Re: [PATCH v2 5/5] dax: handle media errors in dax_do_io

From: Dave Chinner
Date: Mon May 02 2016 - 22:49:59 EST

On Tue, May 03, 2016 at 01:26:46AM +0000, Rudoff, Andy wrote:
> >> The takeaway is that msync() is 9-10x slower than userspace cache management.
> >
> >An alternative viewpoint: that flushing clean cachelines is
> >extremely expensive on Intel CPUs. ;)
> >
> >i.e. Same numbers, different analysis from a different PoV, and
> >that gives a *completely different conclusion*.
> >
> >Think about it for the moment. The hardware inefficiency being
> >demonstrated could be fixed/optimised in the next hardware product
> >cycle(s) and so will eventually go away. OTOH, we'll be stuck with
> >whatever programming model we come up with for the next 30-40 years,
> >and we'll never be able to fix flaws in it because applications will
> >be depending on them. Do we really want to be stuck with a pmem
> >model that is designed around the flaws and deficiencies of ~1st
> >generation hardware?
> Hi Dave,
> Not sure I agree with your completely different conclusion. (Not sure
> I completely disagree either, but please let me raise some practical
> points.)
> First of all, let's say you're completely right and flushing clean
> cache lines is extremely expensive. So your solution is to wait for
> the chip to be fixed?

No, I'm not saying that's the solution - I'm pointing out that if
clean cache line flushing overhead is less of a problem in future,
the optimisations made now will not be necessary. However, we'll be
still stuck with the API/model that has encoded those optimisations
as a necessary thing for applications to know about and do the
correct thing with. I.e. we end up with a library of applications
that are optimised for a problem that no longer exists...

> Remember the model we're putting forward (which
> we're working on documenting, because I fully agree with the lack of
> documentation point you keep raising) requires the application to ASK
> for the file system's permission before assuming flushing from user space
> to persistence is allowed.

And when the filesystem says no because the fs devs don't want to
have to deal with broken apps because app devs learn that "this is a
go fast knob" and data integrity be damned? It's "fsync is slow so I
won't use it" all over again...

> Anyway, I doubt that flushing a clean cache line is extremely expensive.
> Remember the code is building transactions to maintain a consistent
> in-memory data structure in the face of sudden failure like powerloss.
> So it is using the flushes to create store barriers, but not the block-
> based store barriers we're used to in the storage world, but cache-line-
> sized store barriers (usually multiples of cache lines, but most commonly
> smaller than 4k of them). So I think when you turn a cache line flush
> into an msync(), you're seeing some dirty stuff get flushed before it
> is time to flush it. I'm not sure though, but certainly we could spend
> more time testing & measuring.

Sure, but is that what Dan was testing? I don't know - he just
presented a bunch of numbers without a description of the workload,
posting the benchmark code, etc. hence I can only *make assumptions*
about what the numbers mean.

——————————

STATED EXERCISE 1:
Find every line in the listing below that contains the word "green", and copy each of those lines.

——————————

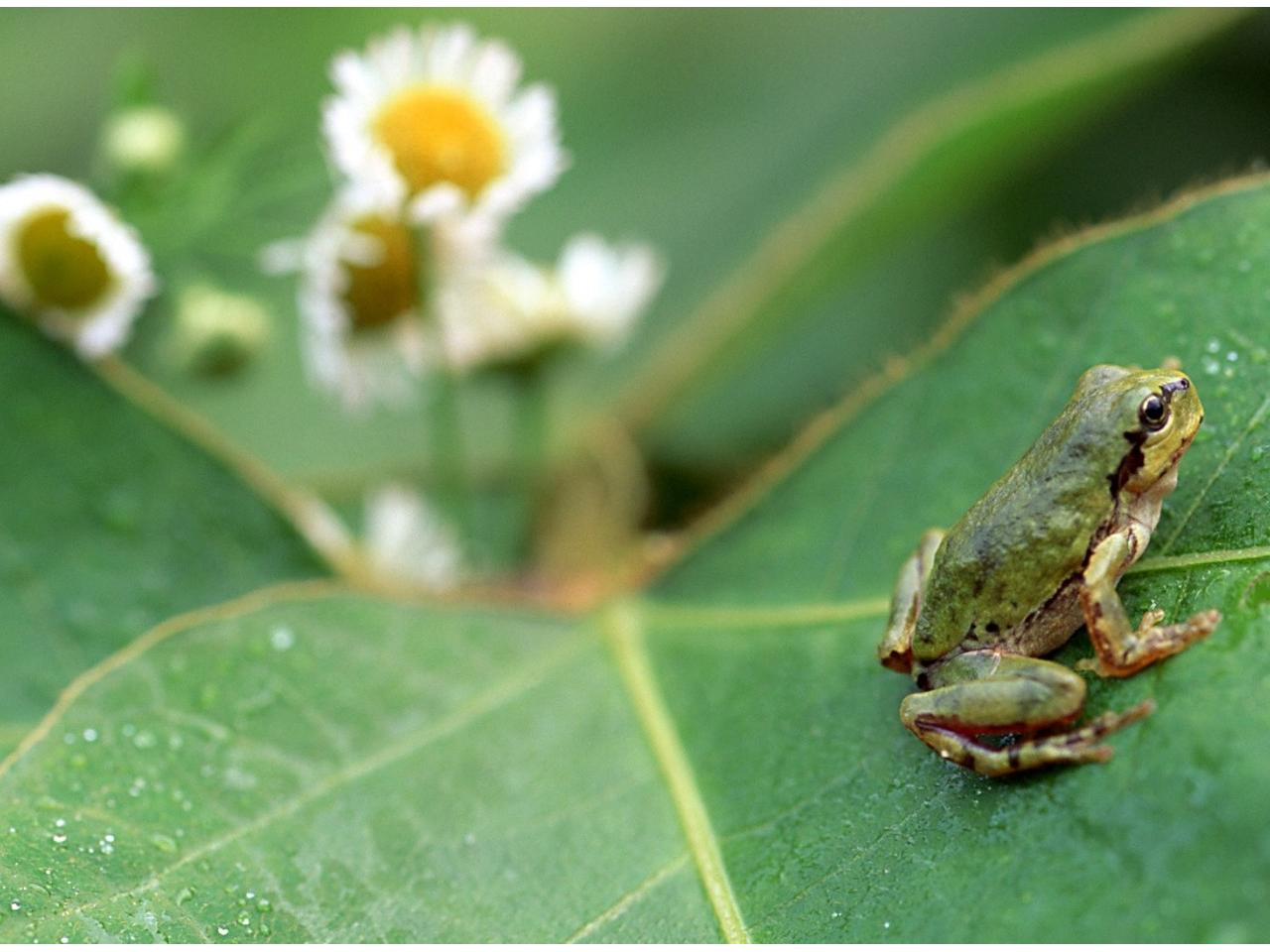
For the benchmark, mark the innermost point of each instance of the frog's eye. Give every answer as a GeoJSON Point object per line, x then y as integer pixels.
{"type": "Point", "coordinates": [1153, 413]}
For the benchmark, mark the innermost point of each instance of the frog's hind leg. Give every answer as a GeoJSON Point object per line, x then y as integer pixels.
{"type": "Point", "coordinates": [992, 693]}
{"type": "Point", "coordinates": [896, 651]}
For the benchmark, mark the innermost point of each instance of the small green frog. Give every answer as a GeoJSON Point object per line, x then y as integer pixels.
{"type": "Point", "coordinates": [1039, 553]}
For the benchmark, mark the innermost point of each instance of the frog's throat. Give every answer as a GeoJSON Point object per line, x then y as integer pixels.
{"type": "Point", "coordinates": [1130, 465]}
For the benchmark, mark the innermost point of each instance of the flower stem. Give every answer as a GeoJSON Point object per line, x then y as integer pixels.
{"type": "Point", "coordinates": [448, 451]}
{"type": "Point", "coordinates": [530, 394]}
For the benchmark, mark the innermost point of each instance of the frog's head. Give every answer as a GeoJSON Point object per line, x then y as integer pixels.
{"type": "Point", "coordinates": [1157, 413]}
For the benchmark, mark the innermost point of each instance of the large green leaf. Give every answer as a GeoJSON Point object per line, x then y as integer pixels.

——————————

STATED EXERCISE 2:
In the mailing-list message above, what does the model being put forward require an application to do before it assumes that flushing from user space to persistence is allowed?

COMPLETE RESPONSE 1:
For the benchmark, mark the innermost point of each instance of the small green frog. Give every answer as a GeoJSON Point object per line, x then y as integer pixels.
For the benchmark, mark the innermost point of each instance of the large green leaf. Give every answer as a GeoJSON Point object per line, x then y as integer pixels.

COMPLETE RESPONSE 2:
It must ask for the file system's permission.